A number of issues over the past few weeks clearly demonstrate that our securities markets’ regulation is a mess with none of the major agencies prepared to take a clear leadership role.

In a staggering development Consumer magazine is now considered to be a major authority on the investment sector while the Securities Commission, which claims to be “the principal regulator of New Zealand’s securities markets” but was Awol during the Hanover Finance debacle, has effectively regulated itself to a secondary role.

The Hanover fiasco took another nasty turn this week when the company announced that investors can expect to receive back only 70c in the dollar.

Twelve months ago the company recommended a moratorium because this approach was more likely to achieve a full return for investors than a receivership.

PricewaterhouseCoopers backed the moratorium even though it believed that Hanover’s loan recovery forecasts were too optimistic. PWC supported the moratorium because Mark Hotchin and Eric Watson, Hanover’s two shareholders, were willing to provide financial support to repay investors.

Chairman Greg Muir, who has subsequently resigned, emphasised this support in a letter to investors.

Muir wrote: “Hanover’s ultimate shareholders have agreed to provide further financial support of up to $96 million for the debt restructure plans [moratorium]. The support package comprises $36 million of immediate cash value, $40 million [based on the directors’ valuation] of net property assets contributed from the shareholders’ Axis Property Group, and up to $20 million of additional cash during the balance of the restructuring period.”

Saved data entries:
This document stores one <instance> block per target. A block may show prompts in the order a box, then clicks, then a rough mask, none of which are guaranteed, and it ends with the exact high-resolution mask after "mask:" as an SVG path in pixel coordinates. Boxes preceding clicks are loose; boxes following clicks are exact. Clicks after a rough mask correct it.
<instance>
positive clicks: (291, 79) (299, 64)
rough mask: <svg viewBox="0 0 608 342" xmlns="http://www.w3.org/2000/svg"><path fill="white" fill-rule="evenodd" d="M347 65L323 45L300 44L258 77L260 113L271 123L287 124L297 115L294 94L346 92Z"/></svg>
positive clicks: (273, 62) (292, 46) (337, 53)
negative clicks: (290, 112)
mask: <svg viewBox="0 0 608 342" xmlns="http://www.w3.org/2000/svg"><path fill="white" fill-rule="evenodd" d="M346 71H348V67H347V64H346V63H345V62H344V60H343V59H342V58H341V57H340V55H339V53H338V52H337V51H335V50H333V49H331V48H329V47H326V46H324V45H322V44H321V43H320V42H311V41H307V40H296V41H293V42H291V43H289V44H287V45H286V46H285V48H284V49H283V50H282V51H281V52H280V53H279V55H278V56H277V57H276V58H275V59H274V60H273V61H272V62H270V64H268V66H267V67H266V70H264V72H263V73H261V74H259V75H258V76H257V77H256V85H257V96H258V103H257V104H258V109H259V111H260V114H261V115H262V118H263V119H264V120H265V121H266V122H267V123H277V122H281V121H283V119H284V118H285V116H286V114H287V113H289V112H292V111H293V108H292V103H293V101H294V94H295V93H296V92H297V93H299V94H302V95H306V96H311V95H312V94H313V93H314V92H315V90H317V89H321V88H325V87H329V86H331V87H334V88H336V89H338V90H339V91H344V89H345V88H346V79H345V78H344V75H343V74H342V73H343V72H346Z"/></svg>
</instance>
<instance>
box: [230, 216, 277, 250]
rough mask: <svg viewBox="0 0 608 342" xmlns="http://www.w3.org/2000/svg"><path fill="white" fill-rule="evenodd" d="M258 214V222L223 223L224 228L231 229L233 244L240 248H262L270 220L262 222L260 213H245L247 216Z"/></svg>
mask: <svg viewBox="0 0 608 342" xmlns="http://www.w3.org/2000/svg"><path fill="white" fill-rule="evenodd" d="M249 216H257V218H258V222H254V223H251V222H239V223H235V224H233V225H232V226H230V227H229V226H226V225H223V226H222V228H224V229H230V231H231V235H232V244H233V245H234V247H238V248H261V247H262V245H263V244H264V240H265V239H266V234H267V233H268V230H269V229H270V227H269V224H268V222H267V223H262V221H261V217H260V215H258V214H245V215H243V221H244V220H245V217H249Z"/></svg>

# [What you will do]
1. Which people are named in the commentary on New Zealand securities regulation?
2. Edit the commentary on New Zealand securities regulation from "A number of" to "clear leadership role.", replacing "a mess" with "in disarray".

# [Task results]
1. Mark Hotchin, Eric Watson, and Greg Muir.

2.
A number of issues over the past few weeks clearly demonstrate that our securities markets’ regulation is in disarray with none of the major agencies prepared to take a clear leadership role.